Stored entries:
★ ★ ★
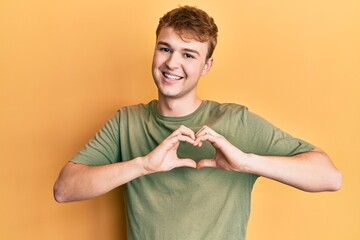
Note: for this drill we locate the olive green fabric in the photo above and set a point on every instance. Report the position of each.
(187, 203)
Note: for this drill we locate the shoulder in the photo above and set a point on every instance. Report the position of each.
(137, 109)
(227, 108)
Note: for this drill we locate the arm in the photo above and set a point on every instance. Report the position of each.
(79, 182)
(312, 171)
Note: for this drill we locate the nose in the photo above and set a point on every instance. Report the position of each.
(173, 61)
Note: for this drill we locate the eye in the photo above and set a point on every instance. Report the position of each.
(164, 49)
(187, 55)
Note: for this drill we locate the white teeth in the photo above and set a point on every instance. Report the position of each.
(172, 76)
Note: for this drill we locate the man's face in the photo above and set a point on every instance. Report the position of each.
(178, 64)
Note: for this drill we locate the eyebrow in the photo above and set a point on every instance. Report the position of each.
(184, 49)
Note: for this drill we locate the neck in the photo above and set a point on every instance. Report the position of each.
(178, 107)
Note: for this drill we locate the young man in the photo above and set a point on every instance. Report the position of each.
(189, 165)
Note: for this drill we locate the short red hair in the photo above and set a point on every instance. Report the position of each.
(192, 23)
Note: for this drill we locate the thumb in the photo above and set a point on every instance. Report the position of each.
(186, 162)
(206, 163)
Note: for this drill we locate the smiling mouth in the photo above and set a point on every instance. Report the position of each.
(171, 77)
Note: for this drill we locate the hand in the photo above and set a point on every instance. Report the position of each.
(164, 157)
(227, 157)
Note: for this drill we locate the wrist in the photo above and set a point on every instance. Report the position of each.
(142, 166)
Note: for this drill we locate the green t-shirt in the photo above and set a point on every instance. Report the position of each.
(187, 203)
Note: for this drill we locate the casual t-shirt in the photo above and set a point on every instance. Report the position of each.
(186, 203)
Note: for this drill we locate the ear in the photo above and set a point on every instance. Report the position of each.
(207, 66)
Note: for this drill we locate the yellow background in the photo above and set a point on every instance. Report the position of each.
(66, 66)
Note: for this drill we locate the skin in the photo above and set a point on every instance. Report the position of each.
(178, 64)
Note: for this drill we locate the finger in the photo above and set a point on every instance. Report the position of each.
(206, 163)
(205, 130)
(206, 137)
(186, 162)
(174, 140)
(182, 130)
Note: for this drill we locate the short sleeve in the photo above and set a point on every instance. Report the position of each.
(104, 148)
(267, 140)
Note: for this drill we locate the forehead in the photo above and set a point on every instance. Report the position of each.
(175, 40)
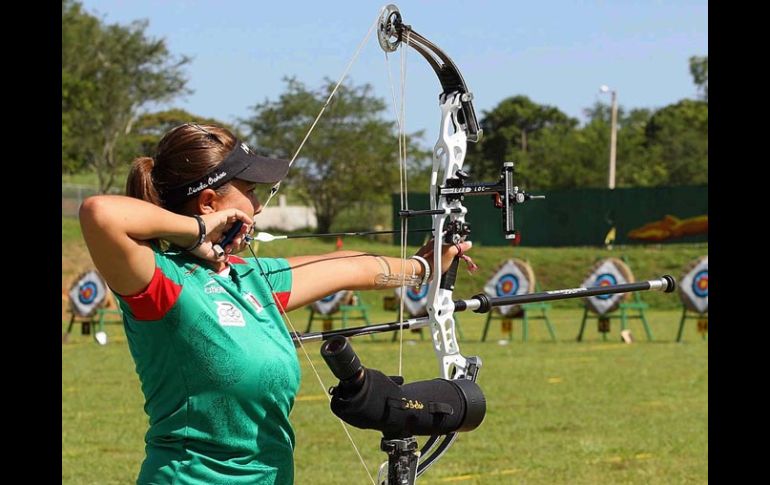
★ ★ ★
§ **What the exercise asks**
Once the pictures are removed, print all the remaining data exactly as it stands.

§ **Answer box**
Note: for this drill we locate the olive green fabric in the photo above and set a point on every instance. Report the position of each.
(187, 203)
Note: for this drill we locate the shoulder in the photo above and set a point on every instance. Report the position of each.
(137, 109)
(227, 108)
Note: for this drill we locate the arm in the photo above and set a point on every instance. Report the position of each.
(79, 182)
(312, 171)
Note: for this drill we locate the nose in the photo above and set a point on every instance. Report the position of each.
(173, 61)
Note: for this drill we locate the eye in the photo above and set a point on every instance. Report the position of each.
(164, 49)
(187, 55)
Note: for this drill we locate the white teeth in the photo above and set a point on every instance. Report the position of each.
(172, 76)
Note: for this drill we locate the man's face in the photo above and set a point on every instance. Report the position of each.
(178, 64)
Note: for this drill we locate the eyebrow in the photo above and set a point on every instance. Report the position of each.
(184, 49)
Note: for this drill we locate the neck in the photo above and set a point on every instance. Report the position of each.
(178, 107)
Note: for this drill we locate the young man in the photo above and set a point on every instance. Report the position of each.
(189, 165)
Note: for this drill we locate the short red hair in the photo above and set a point on every instance. Report the position of each.
(192, 23)
Note: for this drill we locate the thumb in the photo above and set a point on every instance. Report the position of each.
(186, 162)
(206, 163)
Note: for this drill we locate the smiling mouth in the photo above and set a point on every instance. Report the position of each.
(171, 77)
Note: for this drill we locate the hand in the photo above and set a point on every instance. Report the position of each.
(164, 157)
(227, 157)
Note: for this drill we locate the wrist in the photo above and set a point on every instance. Report the position of each.
(142, 166)
Note: for this drill we locate the green t-shirt in the photo above and set a point on every instance. Report the position of each.
(187, 203)
Note: for this drill we locate the casual t-shirt in the photo above and set a point on every instance. Report the position of each.
(186, 203)
Note: for this drill we locate the ear in the photo above and set a point on every instance. Report the position of each.
(207, 66)
Note: for this drill we locate the yellow background in the photo above and set a point on every instance. Report the position of each.
(66, 66)
Note: for this drill we locate the skin in the photo above and set a point on every instance. Report the position of each.
(178, 64)
Note: for this drill we locate the finger in the photo above and set a point on every instance. Report the position of each.
(206, 163)
(205, 130)
(206, 137)
(186, 162)
(174, 140)
(182, 130)
Note: for this drill we locate the short sleeve in the photo above and set a point on every instance. Report the position of each.
(104, 148)
(267, 140)
Note: for this drill we locate the forehead in the photo above and set a point on every instance. Report the position of each.
(175, 40)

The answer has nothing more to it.